◆ **PROBLEM TO WORK ON**
Extract from the entries below, exactly as given, only the lines from the line containing "Could you please pick out the white towel" to the line containing "Could you please pick out the window", both lines included.

◆ **MATERIAL FOR THE TASK**
____

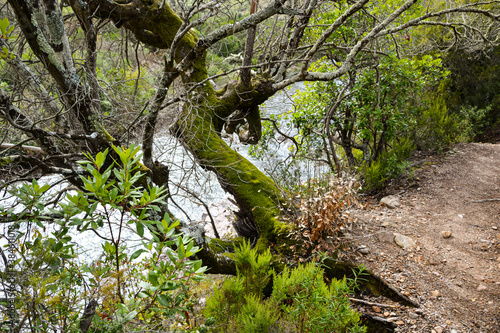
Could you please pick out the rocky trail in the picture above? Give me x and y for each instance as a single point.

____

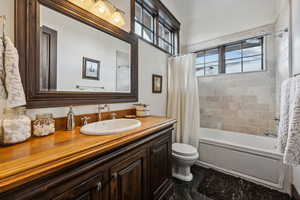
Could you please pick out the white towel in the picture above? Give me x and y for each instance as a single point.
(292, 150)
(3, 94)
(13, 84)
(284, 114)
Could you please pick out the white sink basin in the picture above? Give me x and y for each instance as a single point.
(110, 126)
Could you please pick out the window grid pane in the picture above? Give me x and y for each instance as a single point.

____

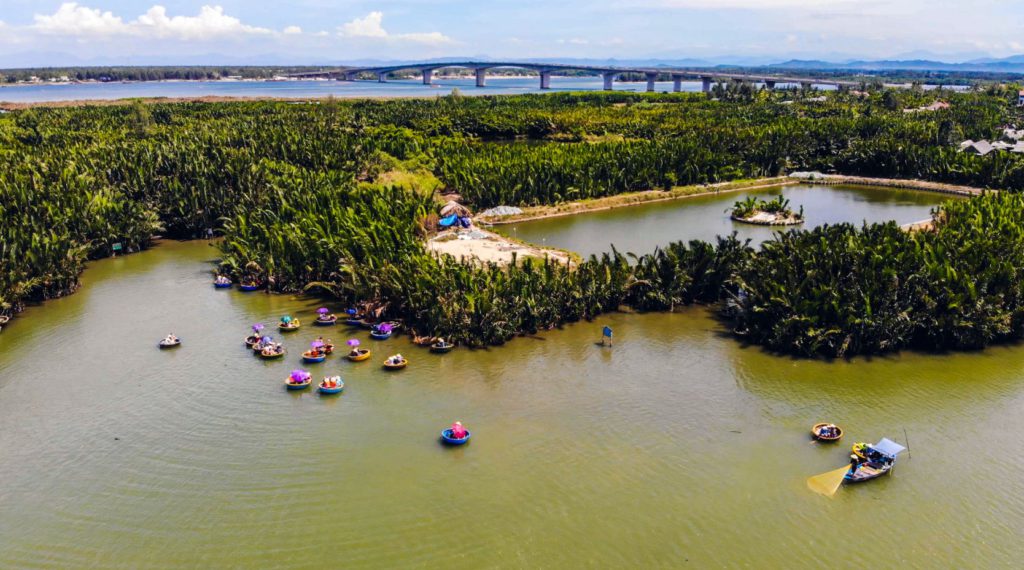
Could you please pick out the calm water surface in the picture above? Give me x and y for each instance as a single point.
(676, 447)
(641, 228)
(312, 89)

____

◆ **REPLY TO THE EXERCISE**
Could you please pick out the white towel in the picture above? Give me x and y for each instance as a single point.
(292, 150)
(3, 94)
(13, 84)
(284, 114)
Could you please pick out the white sink basin in the picture above? Give me x and y for each instance as a single point.
(110, 126)
Could you please pick out the window grid pane in the picture above? Give me x and y for each instance as a single point.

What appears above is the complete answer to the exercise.